### What you should do
Restate all of the entries verbatim.

### Input records
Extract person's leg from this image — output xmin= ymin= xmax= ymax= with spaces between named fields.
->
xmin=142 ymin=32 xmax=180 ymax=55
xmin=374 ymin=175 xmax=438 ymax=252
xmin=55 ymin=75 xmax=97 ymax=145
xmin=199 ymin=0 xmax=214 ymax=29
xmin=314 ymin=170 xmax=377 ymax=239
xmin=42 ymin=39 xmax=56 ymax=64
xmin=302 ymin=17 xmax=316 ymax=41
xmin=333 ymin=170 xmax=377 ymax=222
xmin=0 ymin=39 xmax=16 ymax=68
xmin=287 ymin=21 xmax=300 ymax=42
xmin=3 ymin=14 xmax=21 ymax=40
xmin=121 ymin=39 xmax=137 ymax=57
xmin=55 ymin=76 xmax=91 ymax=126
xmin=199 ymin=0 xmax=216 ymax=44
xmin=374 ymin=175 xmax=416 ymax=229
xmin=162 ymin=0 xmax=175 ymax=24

### Task answer
Extract person's leg from this image — output xmin= ymin= xmax= ymax= with spaces between named fields.
->
xmin=142 ymin=32 xmax=180 ymax=55
xmin=374 ymin=175 xmax=438 ymax=252
xmin=55 ymin=75 xmax=97 ymax=145
xmin=199 ymin=0 xmax=214 ymax=29
xmin=314 ymin=170 xmax=377 ymax=239
xmin=42 ymin=39 xmax=56 ymax=64
xmin=302 ymin=17 xmax=316 ymax=41
xmin=333 ymin=170 xmax=377 ymax=222
xmin=0 ymin=39 xmax=16 ymax=68
xmin=287 ymin=21 xmax=300 ymax=42
xmin=3 ymin=14 xmax=21 ymax=40
xmin=121 ymin=39 xmax=137 ymax=57
xmin=55 ymin=76 xmax=91 ymax=126
xmin=199 ymin=0 xmax=216 ymax=44
xmin=374 ymin=175 xmax=416 ymax=229
xmin=162 ymin=0 xmax=175 ymax=24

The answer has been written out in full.